### What to produce
Please copy down these lines word for word, taking everything from the line containing "Kindly give the mask of every instance of the **cat's front" down to the line containing "110L139 107L134 96L132", with both of those lines included.

### Supplied records
========================

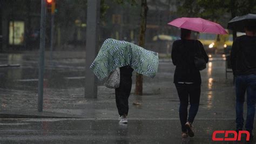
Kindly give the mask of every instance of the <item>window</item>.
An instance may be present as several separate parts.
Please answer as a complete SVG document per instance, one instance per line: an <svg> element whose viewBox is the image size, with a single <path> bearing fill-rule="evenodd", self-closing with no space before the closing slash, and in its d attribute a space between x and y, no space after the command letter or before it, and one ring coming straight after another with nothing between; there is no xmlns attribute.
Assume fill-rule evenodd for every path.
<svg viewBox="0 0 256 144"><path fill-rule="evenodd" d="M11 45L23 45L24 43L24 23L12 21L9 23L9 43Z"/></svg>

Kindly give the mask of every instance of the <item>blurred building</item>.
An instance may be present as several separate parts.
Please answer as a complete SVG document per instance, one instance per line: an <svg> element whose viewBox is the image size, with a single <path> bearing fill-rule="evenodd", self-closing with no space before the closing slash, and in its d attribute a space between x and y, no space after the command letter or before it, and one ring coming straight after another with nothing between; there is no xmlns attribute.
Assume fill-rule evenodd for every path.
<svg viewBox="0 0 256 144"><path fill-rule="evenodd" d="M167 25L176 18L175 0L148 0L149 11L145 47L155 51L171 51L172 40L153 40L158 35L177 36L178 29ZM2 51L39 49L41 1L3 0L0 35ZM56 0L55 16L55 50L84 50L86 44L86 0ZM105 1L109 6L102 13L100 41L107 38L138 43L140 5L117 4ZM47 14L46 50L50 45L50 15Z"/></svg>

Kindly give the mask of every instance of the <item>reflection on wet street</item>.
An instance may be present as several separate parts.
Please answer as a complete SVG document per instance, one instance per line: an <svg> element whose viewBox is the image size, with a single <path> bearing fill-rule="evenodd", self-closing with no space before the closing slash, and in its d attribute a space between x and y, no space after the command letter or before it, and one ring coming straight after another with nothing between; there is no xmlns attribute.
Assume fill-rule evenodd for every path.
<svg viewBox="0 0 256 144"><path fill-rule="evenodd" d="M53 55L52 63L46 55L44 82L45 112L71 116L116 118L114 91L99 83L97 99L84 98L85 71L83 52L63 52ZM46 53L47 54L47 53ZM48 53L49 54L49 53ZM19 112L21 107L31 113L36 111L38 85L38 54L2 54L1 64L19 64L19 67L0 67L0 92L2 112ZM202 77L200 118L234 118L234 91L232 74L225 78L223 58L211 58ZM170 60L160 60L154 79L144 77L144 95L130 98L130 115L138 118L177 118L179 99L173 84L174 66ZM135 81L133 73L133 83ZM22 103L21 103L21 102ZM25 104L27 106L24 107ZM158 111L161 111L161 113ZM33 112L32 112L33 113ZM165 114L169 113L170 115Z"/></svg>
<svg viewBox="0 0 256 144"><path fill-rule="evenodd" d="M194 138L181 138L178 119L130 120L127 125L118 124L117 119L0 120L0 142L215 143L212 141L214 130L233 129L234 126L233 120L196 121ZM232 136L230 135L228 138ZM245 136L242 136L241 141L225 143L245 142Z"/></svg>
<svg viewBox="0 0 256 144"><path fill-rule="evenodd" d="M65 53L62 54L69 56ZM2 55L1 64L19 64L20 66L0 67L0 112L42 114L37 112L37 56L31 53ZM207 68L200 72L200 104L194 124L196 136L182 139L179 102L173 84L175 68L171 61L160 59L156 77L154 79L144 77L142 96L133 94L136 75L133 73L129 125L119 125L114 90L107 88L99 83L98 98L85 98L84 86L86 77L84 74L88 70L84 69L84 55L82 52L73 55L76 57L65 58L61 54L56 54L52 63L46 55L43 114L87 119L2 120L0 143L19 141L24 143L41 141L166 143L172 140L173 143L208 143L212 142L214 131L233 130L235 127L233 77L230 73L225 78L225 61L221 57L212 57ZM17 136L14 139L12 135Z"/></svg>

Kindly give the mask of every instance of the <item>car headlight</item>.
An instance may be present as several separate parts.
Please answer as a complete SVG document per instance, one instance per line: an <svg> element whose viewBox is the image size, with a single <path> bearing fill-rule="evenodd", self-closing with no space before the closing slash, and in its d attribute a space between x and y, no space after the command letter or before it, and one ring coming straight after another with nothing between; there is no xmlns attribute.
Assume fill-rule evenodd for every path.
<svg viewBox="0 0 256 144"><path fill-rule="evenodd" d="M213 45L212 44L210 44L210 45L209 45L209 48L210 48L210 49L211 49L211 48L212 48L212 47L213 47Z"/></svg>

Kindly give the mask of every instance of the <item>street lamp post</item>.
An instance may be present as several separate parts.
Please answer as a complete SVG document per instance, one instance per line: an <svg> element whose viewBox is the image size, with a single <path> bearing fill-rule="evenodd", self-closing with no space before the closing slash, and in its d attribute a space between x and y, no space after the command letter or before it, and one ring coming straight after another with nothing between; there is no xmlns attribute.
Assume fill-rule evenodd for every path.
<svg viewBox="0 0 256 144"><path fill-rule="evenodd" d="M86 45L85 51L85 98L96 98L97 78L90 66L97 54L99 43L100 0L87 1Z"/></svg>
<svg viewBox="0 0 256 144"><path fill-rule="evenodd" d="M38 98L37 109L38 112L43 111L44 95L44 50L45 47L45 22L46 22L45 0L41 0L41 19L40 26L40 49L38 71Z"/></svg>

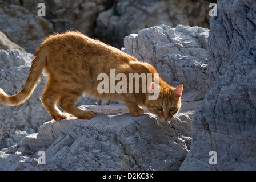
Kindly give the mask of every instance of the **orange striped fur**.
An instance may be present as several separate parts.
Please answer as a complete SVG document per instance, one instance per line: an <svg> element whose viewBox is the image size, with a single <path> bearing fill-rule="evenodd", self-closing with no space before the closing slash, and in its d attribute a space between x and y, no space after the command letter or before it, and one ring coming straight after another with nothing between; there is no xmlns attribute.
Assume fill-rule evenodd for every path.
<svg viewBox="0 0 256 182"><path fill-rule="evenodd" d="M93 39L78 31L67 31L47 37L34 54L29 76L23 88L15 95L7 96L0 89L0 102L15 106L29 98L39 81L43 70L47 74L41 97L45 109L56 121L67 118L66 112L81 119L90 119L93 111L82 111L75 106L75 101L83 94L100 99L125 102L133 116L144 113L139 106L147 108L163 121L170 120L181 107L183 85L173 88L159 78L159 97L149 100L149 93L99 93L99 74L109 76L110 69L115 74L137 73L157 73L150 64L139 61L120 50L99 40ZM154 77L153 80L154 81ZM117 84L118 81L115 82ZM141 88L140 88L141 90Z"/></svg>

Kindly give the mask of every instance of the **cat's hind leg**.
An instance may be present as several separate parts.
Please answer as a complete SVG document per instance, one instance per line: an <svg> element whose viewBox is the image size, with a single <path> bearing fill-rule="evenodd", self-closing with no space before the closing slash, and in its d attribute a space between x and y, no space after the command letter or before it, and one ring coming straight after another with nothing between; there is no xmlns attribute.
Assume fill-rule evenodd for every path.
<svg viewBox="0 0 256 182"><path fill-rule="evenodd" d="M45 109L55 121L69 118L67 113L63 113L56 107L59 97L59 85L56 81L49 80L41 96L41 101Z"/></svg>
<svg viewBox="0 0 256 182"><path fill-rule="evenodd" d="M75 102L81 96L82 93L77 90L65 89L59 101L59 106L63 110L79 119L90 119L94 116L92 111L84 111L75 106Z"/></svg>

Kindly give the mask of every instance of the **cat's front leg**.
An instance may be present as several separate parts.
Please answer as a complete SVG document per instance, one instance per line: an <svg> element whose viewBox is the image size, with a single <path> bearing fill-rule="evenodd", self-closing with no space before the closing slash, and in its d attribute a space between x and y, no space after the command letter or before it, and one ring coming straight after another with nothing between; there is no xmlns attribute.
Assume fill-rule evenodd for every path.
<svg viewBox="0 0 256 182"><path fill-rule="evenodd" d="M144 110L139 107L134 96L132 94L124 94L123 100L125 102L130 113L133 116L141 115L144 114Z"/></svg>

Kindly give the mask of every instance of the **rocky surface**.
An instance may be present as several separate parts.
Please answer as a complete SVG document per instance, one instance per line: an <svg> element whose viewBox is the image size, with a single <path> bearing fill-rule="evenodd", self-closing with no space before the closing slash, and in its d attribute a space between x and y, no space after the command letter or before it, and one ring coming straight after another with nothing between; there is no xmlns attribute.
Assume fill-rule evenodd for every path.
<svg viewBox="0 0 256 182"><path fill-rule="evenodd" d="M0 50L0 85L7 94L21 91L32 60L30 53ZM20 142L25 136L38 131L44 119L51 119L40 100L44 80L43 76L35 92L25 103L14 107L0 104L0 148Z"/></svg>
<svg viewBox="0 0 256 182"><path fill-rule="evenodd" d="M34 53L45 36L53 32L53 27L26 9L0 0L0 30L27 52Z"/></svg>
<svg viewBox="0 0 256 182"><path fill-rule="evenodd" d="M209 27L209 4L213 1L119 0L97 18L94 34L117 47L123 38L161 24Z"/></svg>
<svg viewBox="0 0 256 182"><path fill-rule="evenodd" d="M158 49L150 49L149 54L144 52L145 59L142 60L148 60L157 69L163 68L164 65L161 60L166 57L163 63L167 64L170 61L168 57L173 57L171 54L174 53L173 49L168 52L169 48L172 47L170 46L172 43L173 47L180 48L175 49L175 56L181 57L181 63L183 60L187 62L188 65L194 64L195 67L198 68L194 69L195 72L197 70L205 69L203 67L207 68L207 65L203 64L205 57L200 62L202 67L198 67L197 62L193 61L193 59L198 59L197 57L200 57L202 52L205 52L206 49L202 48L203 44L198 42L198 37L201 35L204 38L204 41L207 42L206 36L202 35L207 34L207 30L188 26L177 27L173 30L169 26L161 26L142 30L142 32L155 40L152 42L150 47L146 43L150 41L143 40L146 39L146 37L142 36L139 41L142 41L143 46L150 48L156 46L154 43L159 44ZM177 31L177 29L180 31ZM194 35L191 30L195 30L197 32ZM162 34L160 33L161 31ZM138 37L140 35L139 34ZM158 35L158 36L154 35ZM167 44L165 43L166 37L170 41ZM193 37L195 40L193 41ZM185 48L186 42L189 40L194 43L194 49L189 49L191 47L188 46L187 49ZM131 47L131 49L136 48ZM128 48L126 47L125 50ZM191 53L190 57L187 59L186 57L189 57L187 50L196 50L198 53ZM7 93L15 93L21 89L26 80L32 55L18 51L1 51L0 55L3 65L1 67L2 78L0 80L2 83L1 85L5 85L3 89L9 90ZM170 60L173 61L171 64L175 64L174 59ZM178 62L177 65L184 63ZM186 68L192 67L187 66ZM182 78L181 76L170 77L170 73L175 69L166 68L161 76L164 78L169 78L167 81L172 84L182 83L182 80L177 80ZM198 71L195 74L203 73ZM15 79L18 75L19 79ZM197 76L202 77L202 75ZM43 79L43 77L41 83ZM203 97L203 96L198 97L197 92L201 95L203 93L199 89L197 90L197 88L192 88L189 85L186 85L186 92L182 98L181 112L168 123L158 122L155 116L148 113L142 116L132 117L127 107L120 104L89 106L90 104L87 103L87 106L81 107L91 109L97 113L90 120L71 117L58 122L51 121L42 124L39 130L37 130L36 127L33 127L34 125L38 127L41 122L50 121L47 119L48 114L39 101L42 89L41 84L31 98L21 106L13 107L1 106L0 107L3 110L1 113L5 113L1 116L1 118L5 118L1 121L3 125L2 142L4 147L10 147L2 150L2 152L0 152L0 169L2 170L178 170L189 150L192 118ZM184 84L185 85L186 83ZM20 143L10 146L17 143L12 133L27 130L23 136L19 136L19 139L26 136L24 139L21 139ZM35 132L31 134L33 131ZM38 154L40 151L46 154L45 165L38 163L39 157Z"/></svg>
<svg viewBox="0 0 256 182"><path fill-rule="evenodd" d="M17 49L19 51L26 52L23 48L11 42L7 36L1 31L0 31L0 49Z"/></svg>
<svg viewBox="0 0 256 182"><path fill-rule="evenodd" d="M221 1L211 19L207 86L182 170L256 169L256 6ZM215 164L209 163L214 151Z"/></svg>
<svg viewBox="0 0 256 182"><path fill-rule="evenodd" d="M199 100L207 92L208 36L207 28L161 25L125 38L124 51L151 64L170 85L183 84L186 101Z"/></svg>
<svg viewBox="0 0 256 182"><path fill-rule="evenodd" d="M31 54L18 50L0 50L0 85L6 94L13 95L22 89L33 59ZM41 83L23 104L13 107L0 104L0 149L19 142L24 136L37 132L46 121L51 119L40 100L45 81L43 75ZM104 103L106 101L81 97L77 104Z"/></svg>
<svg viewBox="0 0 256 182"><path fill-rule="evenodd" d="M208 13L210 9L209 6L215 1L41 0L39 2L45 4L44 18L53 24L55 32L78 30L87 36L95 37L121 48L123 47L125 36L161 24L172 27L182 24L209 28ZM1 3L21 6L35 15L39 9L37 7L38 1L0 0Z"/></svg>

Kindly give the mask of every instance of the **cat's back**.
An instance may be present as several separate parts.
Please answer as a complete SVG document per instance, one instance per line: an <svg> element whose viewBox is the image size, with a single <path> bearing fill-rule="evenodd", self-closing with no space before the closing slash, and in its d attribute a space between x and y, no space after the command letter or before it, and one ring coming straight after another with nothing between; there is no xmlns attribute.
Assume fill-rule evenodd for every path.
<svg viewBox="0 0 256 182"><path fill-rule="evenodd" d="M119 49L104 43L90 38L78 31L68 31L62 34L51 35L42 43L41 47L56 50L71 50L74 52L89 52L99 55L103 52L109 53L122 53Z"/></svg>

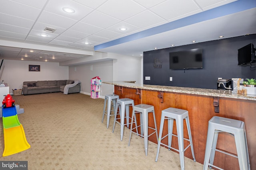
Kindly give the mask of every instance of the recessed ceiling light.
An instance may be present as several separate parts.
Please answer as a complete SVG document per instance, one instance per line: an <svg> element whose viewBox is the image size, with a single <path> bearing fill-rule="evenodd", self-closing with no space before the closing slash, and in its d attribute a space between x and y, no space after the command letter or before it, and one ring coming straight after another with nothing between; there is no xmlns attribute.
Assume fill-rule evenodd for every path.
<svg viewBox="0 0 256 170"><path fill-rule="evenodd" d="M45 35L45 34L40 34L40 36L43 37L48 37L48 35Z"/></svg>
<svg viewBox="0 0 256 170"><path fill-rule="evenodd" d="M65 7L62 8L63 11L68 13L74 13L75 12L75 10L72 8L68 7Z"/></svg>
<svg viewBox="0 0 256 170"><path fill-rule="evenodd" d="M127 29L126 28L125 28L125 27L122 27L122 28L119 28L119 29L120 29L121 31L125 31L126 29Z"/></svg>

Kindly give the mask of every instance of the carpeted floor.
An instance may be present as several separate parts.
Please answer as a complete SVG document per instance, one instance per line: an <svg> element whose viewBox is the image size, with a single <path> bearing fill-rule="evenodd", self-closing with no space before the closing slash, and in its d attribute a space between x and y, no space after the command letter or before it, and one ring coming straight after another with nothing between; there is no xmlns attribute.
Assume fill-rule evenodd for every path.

========================

### Reply
Kindly give the mask of every instance of the **cat's front leg**.
An instance may be present as several separate parts.
Please answer as a complete SVG document per instance, one instance per line: an <svg> element whose viewBox is the image size, with a single <path> bearing fill-rule="evenodd", self-closing with no space before the closing slash, and in its d attribute a space between x and y, no space after the command letter or before it, and one ring coming straight after another with nothing between; there is no xmlns attribute.
Assume fill-rule evenodd for every path.
<svg viewBox="0 0 256 182"><path fill-rule="evenodd" d="M144 110L139 107L134 96L132 94L124 94L123 100L125 102L130 113L133 116L141 115L144 114Z"/></svg>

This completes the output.